Teks yang Diberikan:
Searching...
January 19, 2012

Ketika seorang ayah dan anak lelakinya begitu berbeda




Ayahku seorang kuli. Kerjanya serabutan, gajinya tak menentu. Ada pekerjaan kami makan, tidak ada pekerjaan kami berhutang. Mandor bapakku kurang lebih sama, dan kami pun sama-sama mengalami hidup yang sama. Baik kuli maupun mandornya, bekerja keras agar tetap dapat makan. Semuanya hampir sama.
Dari tubuhnya yang keras dan berotot itu keluar bau ‘lelaki lelah’. Di sore hari ayahku pulang, di boncengannya ada beragam alat-alat. Alatnya dibiarkan, dan bersegera mandi dan kemudian beliau melepas lelah dengan bersantai meminum teh. Kalau capeknya berlebihan, jemariku yang kecil ini beliau pinjam untuk memijat pundak, tangan, dan bagian lain yang pegal. Hanya pada hari sabtu raut wajahnya sumringah, kuli dibayar mingguan tiap hari itu.
Karena uang yang dihasilkan tidak begitu banyak, aku diajarkan untuk menabung. Kebutuhan sangat mepet, jika tidak berhati-hati mengatur maka minggu berikutnya kami akan kesulitan. Ayahku tidak pernah membeli barang yang tidak penting meskipun beliau suka. Ayahku selalu mengingatkan ibuku apa-apa saja yang memang menjadi tujuan ketika belanja di supermarket.  Saat itu aku benar-benar belajar menghargai uang dari ayahku.
Mungkin ayahku bukan ayah yang baik. Waktu kecil, ketika diajak ke kota hanya untuk jalan-jalan, ayahku tidak pernah membelikan mainan. Mobil, robot, dan tembakan mainan itu beragam warnanya dan sangat bagus untuk dimainkan. Uang ayahku tidak selalu lebih untuk membelikanku mainan. Tapi ayahku hebat, beliau selalu bisa meluangkan waktunya untuk membuatkan mainan untukku, entah itu ketapel atau mobil-mobilan kayu. Aku tidak pernah bersedih hanya karena ayahku tidak membelikan mainan.

Data Tercatat:
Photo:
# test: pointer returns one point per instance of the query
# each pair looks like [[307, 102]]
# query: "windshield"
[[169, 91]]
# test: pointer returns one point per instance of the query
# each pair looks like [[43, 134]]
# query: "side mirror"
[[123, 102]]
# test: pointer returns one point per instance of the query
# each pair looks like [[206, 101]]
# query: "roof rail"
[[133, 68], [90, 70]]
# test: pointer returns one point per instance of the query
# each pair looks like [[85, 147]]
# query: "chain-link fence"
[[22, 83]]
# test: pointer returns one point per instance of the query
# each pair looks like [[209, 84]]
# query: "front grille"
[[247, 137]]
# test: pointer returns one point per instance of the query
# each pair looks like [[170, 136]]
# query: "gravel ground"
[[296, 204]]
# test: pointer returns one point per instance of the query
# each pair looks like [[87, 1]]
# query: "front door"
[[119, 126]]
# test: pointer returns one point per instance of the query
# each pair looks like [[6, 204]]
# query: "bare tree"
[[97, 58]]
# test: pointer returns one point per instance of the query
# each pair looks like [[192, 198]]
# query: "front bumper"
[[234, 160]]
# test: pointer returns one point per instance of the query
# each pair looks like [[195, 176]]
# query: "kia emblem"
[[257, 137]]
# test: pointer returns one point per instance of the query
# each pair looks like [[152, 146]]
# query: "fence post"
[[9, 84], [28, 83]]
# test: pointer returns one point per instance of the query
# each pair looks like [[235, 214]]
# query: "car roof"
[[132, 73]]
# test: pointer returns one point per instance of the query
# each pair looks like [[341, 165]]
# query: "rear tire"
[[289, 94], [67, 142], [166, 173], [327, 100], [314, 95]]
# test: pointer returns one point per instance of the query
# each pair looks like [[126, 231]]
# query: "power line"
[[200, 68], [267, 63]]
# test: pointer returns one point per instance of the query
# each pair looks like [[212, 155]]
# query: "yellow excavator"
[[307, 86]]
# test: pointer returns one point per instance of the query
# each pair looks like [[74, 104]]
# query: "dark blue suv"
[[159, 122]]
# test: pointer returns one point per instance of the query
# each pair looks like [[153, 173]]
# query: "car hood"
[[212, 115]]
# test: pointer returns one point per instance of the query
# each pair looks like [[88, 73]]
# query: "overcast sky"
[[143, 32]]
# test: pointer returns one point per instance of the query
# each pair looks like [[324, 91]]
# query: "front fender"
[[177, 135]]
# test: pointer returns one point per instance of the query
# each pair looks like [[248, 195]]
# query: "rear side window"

Tugas 1: Menurut teks tentang ayah yang bekerja sebagai kuli, pada hari apa kuli menerima bayaran mingguan?
Tugas 2: Tolong salin tanpa perubahan bagian teks tentang ayah yang bekerja sebagai kuli, yaitu bagian yang dibuka dengan kata-kata yang memuat "Searching..." dan ditutup dengan "tiap hari itu.".

Jawaban Lengkap 1: Hari Sabtu.

Jawaban Lengkap 2:
Searching...
January 19, 2012

Ketika seorang ayah dan anak lelakinya begitu berbeda




Ayahku seorang kuli. Kerjanya serabutan, gajinya tak menentu. Ada pekerjaan kami makan, tidak ada pekerjaan kami berhutang. Mandor bapakku kurang lebih sama, dan kami pun sama-sama mengalami hidup yang sama. Baik kuli maupun mandornya, bekerja keras agar tetap dapat makan. Semuanya hampir sama.
Dari tubuhnya yang keras dan berotot itu keluar bau ‘lelaki lelah’. Di sore hari ayahku pulang, di boncengannya ada beragam alat-alat. Alatnya dibiarkan, dan bersegera mandi dan kemudian beliau melepas lelah dengan bersantai meminum teh. Kalau capeknya berlebihan, jemariku yang kecil ini beliau pinjam untuk memijat pundak, tangan, dan bagian lain yang pegal. Hanya pada hari sabtu raut wajahnya sumringah, kuli dibayar mingguan tiap hari itu.